(Exercise instructions):
An exact transcription of all the data is required; the pictures are to be left out.

[Records from a collection]
_ _ _ _

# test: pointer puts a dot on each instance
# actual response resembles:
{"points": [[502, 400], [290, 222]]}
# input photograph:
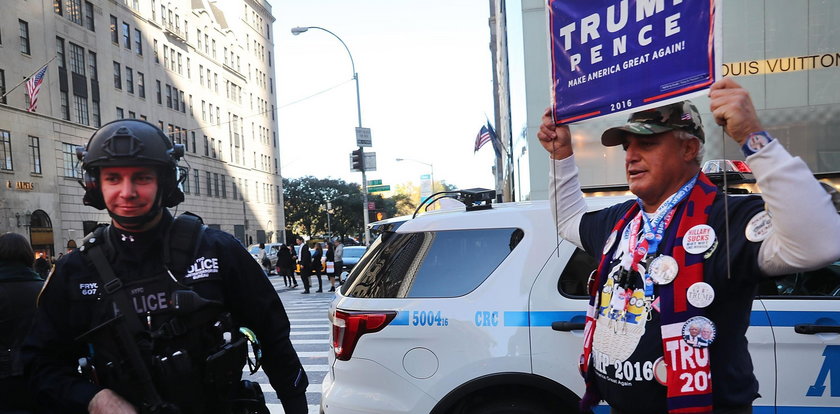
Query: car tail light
{"points": [[349, 326]]}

_ _ _ _

(Solution for this task):
# test: pointer puts a dot on each instance
# actual response resembles:
{"points": [[502, 400], [290, 222]]}
# input photograph:
Query: car tail light
{"points": [[349, 326]]}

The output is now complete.